Reproduce the listing below without any change.

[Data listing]

-- begin --

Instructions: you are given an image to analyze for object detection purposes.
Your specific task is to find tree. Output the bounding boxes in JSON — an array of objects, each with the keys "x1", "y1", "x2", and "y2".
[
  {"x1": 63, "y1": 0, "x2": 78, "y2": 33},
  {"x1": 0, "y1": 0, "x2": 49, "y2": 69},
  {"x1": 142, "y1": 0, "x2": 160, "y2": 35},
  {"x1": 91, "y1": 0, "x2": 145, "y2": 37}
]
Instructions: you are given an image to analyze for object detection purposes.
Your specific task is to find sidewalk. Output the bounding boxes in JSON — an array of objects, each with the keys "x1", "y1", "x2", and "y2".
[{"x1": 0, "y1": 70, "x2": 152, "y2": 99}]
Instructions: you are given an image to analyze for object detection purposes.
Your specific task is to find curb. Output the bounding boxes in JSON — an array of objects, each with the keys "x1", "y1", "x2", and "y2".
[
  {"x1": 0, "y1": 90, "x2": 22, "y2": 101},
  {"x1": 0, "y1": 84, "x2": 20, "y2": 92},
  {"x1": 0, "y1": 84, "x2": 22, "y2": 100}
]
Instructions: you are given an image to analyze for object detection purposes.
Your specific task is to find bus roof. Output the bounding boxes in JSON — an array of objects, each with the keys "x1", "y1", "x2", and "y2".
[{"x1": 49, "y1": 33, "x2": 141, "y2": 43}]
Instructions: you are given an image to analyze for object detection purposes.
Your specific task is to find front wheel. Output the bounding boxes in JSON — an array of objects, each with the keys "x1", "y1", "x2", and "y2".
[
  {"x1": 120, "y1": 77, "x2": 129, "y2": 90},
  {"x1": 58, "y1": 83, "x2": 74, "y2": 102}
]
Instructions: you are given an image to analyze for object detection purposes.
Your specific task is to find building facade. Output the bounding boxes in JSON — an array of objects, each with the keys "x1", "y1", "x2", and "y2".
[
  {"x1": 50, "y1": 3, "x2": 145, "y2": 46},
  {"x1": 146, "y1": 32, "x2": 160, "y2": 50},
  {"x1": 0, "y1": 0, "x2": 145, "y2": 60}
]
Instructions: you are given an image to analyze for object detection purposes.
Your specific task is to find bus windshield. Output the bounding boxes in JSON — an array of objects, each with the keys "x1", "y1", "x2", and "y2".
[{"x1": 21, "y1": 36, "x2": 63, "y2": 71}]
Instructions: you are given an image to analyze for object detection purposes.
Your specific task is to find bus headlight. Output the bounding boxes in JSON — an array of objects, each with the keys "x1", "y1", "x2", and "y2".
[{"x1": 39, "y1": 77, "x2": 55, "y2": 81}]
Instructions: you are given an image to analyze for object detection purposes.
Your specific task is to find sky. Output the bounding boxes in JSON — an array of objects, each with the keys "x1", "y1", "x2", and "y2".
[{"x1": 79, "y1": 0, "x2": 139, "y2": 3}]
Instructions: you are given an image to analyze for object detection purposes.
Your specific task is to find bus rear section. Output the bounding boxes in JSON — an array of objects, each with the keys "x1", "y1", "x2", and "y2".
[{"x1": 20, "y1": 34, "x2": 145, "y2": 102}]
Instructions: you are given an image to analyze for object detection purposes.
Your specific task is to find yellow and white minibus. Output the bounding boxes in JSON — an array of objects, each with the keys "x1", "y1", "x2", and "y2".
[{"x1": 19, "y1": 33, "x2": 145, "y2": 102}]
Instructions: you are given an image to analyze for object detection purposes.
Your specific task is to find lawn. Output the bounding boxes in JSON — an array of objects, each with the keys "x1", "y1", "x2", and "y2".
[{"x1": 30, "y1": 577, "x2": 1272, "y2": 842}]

-- end --

Solution to this exercise:
Instructions: you are given an image to analyze for object detection purposes.
Your specific task is to find tree. Output the bounding boxes in JSON — an array of objects, each with the keys "x1", "y1", "x2", and "y2".
[
  {"x1": 63, "y1": 0, "x2": 78, "y2": 33},
  {"x1": 0, "y1": 0, "x2": 49, "y2": 69},
  {"x1": 142, "y1": 0, "x2": 160, "y2": 35},
  {"x1": 91, "y1": 0, "x2": 145, "y2": 37}
]
Instructions: you are given an image to analyze for object detection purposes.
Your specific task is to find sidewalk. Output the bounding boxes in JSON — an array of objects, each with the keys "x1", "y1", "x2", and "y2".
[{"x1": 0, "y1": 70, "x2": 152, "y2": 99}]
Instructions: you are given an image to analyze for object detection purposes.
Your specific task is to find curb. Output the bounding boxes in JSON — an array of objects, each with the keys "x1", "y1", "x2", and "y2".
[
  {"x1": 0, "y1": 90, "x2": 22, "y2": 101},
  {"x1": 0, "y1": 84, "x2": 20, "y2": 92},
  {"x1": 0, "y1": 84, "x2": 22, "y2": 100}
]
Instructions: you are given an image to analyze for object detection purposes.
Your specific task is to find bus roof. Output the bounding boxes in JSON — an array of objects, each with the keys "x1", "y1", "x2", and "y2".
[{"x1": 49, "y1": 33, "x2": 141, "y2": 43}]
Instructions: you are given an image to analyze for object detection purposes.
Your specific task is to find front wheel. Output the bounding boxes in JSON — an array of objects, each with the keys "x1", "y1", "x2", and "y2".
[
  {"x1": 120, "y1": 77, "x2": 129, "y2": 90},
  {"x1": 58, "y1": 83, "x2": 74, "y2": 102}
]
Instructions: you are given an image to analyze for object detection purposes.
Your specific task is to find building facade. Output the bounding boxes in JSON — an array of objects, each with the keys "x1", "y1", "x2", and "y2".
[
  {"x1": 50, "y1": 3, "x2": 145, "y2": 46},
  {"x1": 146, "y1": 32, "x2": 160, "y2": 50},
  {"x1": 0, "y1": 0, "x2": 145, "y2": 60}
]
Instructions: you are given an image to analyze for object detection purposes.
Your specific task is to find bus windshield. Output the bounding boxes in JSON — an array of objects, each with the keys "x1", "y1", "x2", and "y2".
[{"x1": 21, "y1": 36, "x2": 63, "y2": 71}]
Instructions: you are given an image to analyze for object detection purposes.
Your specific task is to find bus headlight. Output the bounding boxes in JSON — an array of objects, each with the keys "x1", "y1", "x2", and "y2".
[{"x1": 39, "y1": 77, "x2": 55, "y2": 81}]
Instructions: you are given an image to analyze for object detection purposes.
Your specific task is to find sky. Output the bounding boxes in JSON — an array of objects, each with the keys "x1", "y1", "x2", and "y2".
[{"x1": 79, "y1": 0, "x2": 139, "y2": 3}]
Instructions: you are given an image to analyze for object detection purposes.
Your specific task is to find bus rear section. Output the bounding boxes in JSON — an array of objects, each with the keys "x1", "y1", "x2", and "y2".
[{"x1": 20, "y1": 34, "x2": 145, "y2": 102}]
Instructions: you are given an image to analyze for object detection purposes.
Your specific task is to find yellow and white minibus. Output the bounding boxes in JSON — an array of objects, each with the keys "x1", "y1", "x2", and "y2".
[{"x1": 19, "y1": 33, "x2": 145, "y2": 102}]
Instructions: you are given an image to analyze for object detection purposes.
Your specific task is to find lawn. Output the bounding boxes in JSON — an array of objects, each with the keys "x1", "y1", "x2", and "y2".
[{"x1": 30, "y1": 577, "x2": 1272, "y2": 842}]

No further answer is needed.